_Text passage_:

*****

My binging behaviors have only been an issue within the past six months, and to be honest I can't tell if they were really triggered by emotions or simply by an infantile response to eating sugar - slow incorporation of "treats" resulting in "too many treats," I'm not sure.

I have no prior history of disordered eating, only slightly messed up thinking about body image and a brief flirtation with unsustainable overexercising in college. One thing that I think may have triggered the sudden sugar fascination was that I quit smoking in the fall, but smoked while on vacation in Germany over the Christmas/New Year holiday. I stopped again when I got back, and as many of you may know, possibly the worst symptom of nicotine withdrawal is wicked sugar cravings. Of course I can come up with numerous excuses/rationalizations!

Intuitive eating may not be the best path for me since I've never, ever been able to eat intuitively without being overweight. I'd like my focus to be on healthy eating without too many numbers or restrictions. Simple rules like "make sure you get some vegetables" and "easy on the desserts, once a day max" and so forth.

LLBoldAsLove, for the past week I have been eating fairly healthily, mostly things I make from scratch (chicken I cook myself, fresh fruits and vegetables, eggs), with too-frequent junk grazing. It's the eating equivalent of "cutting down" on cigarettes.

saef Thank you so much for your insight and for sharing your story - I always feel bad making these "WAHH I SUCK" threads and taking up so much of your time (maybe you type 150 wpm and it takes no time at all?) with thorough responses! Regain as reboot I am okay with to an extent; I know logically that no one on earth except me will care if I fluff up a little on my way to a saner mindset. As for professional help, there really isn't much in English in Japan, but when I repatriate I would like to find a therapist or support group to at least "try out." At the moment I am in correspondence with a few e-acquaintances and have spoken to a couple close friends about it, which is very helpful for now.

missunshine *hug* I'm sorry to hear you're struggling too. I hate the idea that I am "destined" to be a yo-yo dieter as well, if I regain back to my "I don't care" set point around 155 it will be the third cycle. I hope you can find some answers and conquer binges very soon.

*****

_Source data_:
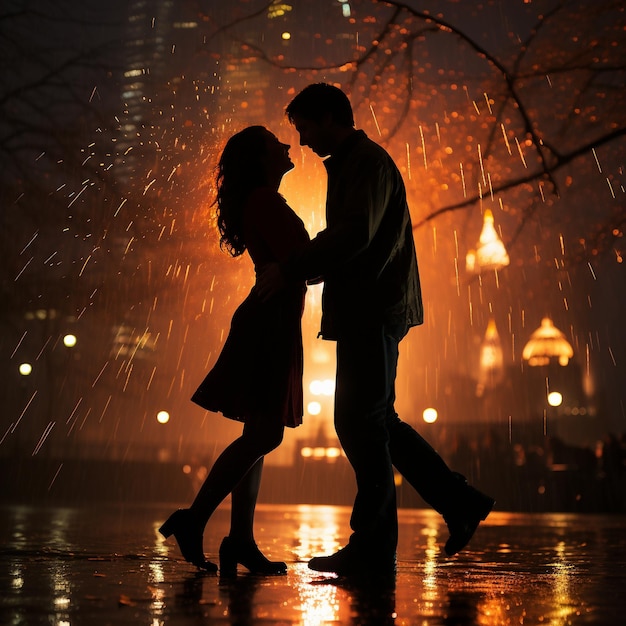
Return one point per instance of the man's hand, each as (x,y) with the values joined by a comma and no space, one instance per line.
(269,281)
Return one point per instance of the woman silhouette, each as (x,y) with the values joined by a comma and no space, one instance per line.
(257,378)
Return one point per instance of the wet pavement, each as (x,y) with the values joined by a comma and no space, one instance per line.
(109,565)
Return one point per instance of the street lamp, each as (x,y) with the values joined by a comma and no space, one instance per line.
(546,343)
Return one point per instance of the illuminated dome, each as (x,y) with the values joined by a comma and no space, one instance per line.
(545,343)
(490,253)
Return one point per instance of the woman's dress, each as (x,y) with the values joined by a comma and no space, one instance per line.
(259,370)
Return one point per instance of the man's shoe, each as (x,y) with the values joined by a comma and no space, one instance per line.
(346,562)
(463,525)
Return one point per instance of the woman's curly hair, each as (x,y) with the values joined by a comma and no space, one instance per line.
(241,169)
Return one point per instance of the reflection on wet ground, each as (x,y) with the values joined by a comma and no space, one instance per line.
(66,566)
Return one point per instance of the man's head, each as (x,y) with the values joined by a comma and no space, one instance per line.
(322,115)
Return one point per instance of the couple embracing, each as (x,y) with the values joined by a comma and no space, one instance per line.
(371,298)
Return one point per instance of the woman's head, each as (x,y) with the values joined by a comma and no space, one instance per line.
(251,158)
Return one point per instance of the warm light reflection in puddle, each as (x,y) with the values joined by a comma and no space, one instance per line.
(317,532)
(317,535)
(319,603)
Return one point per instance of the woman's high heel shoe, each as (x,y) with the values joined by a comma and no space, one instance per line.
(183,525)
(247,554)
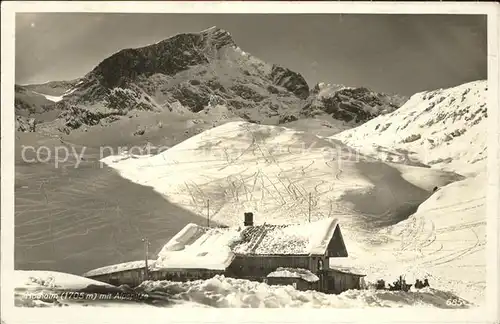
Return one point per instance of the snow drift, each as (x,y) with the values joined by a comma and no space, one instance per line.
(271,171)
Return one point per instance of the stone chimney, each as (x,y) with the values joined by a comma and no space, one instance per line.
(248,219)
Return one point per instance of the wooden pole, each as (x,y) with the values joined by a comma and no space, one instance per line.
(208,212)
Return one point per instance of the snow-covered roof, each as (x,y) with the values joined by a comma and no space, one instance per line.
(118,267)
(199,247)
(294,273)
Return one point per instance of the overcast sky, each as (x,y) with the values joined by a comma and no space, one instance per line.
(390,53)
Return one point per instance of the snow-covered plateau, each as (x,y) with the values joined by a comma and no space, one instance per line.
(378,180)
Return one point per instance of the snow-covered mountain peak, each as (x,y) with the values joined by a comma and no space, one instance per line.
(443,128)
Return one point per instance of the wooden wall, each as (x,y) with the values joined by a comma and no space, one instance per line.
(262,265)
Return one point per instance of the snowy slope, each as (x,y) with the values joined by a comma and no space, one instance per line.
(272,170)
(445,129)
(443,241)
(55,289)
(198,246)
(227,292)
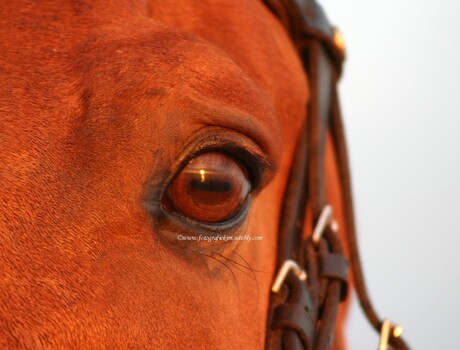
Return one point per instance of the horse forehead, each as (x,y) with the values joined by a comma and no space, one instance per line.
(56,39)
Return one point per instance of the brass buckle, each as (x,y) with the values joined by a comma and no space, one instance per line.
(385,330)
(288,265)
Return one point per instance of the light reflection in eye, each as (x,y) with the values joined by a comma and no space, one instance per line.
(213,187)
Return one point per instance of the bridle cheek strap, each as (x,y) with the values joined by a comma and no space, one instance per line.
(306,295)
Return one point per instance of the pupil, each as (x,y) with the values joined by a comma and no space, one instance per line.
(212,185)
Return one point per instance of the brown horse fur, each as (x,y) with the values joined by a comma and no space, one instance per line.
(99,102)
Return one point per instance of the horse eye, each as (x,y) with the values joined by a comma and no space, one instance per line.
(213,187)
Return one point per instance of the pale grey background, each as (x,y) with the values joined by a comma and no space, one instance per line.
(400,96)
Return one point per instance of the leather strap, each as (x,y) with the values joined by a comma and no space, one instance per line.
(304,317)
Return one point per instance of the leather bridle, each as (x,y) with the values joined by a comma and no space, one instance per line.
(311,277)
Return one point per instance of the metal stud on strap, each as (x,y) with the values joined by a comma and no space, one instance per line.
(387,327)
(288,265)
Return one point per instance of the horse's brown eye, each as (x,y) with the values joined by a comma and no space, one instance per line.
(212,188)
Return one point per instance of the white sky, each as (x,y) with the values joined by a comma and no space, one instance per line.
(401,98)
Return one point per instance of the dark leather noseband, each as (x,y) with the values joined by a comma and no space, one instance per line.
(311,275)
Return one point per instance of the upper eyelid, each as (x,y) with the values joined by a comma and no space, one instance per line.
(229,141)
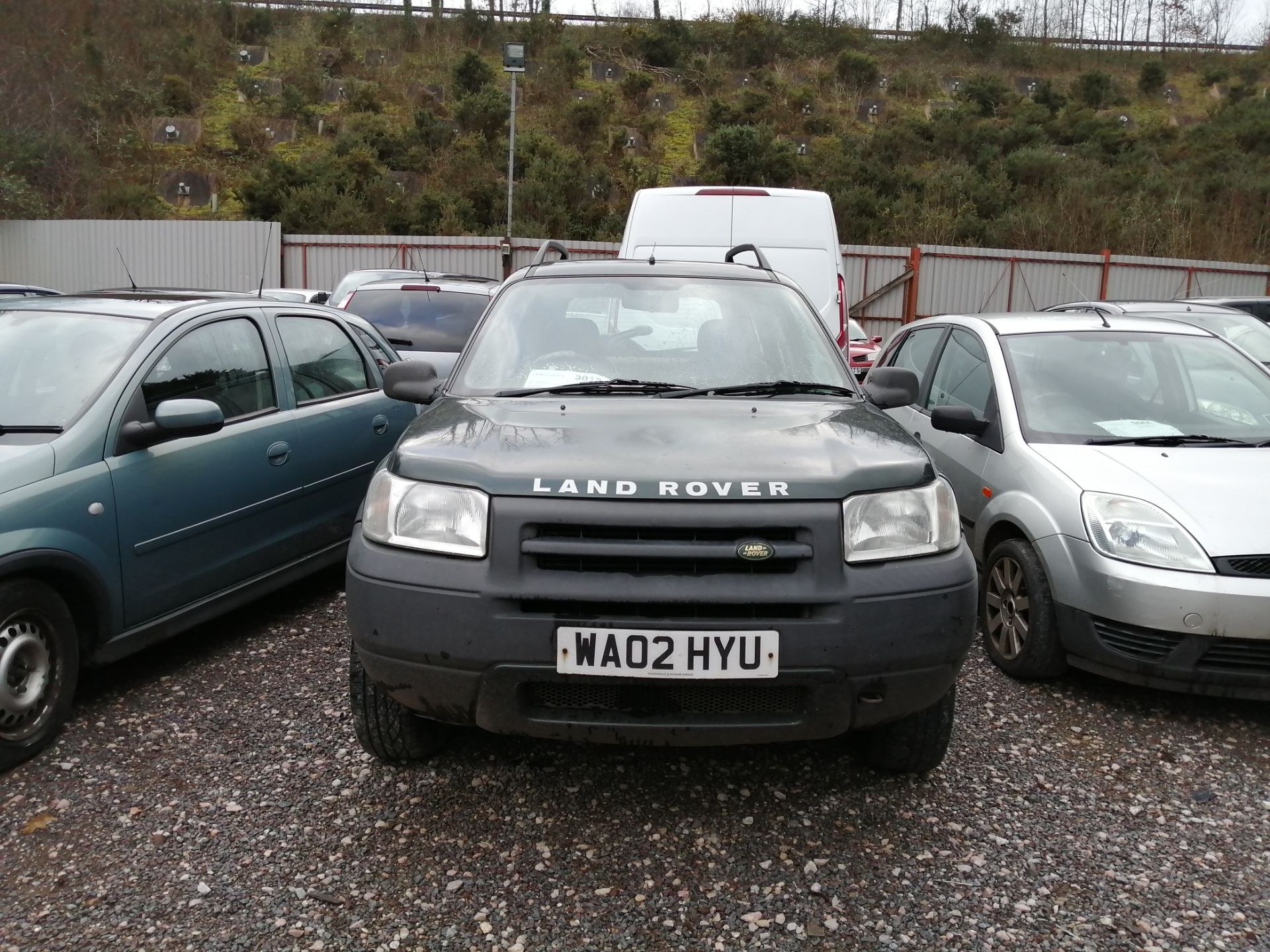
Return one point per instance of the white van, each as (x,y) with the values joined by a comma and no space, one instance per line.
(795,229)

*****

_Try it_:
Reproduce the part of the forum post starting at "missunshine *hug* I'm" and ending at "binges very soon.", word for word. The data has no connection to the forum post.

_Solution to this task_:
missunshine *hug* I'm sorry to hear you're struggling too. I hate the idea that I am "destined" to be a yo-yo dieter as well, if I regain back to my "I don't care" set point around 155 it will be the third cycle. I hope you can find some answers and conquer binges very soon.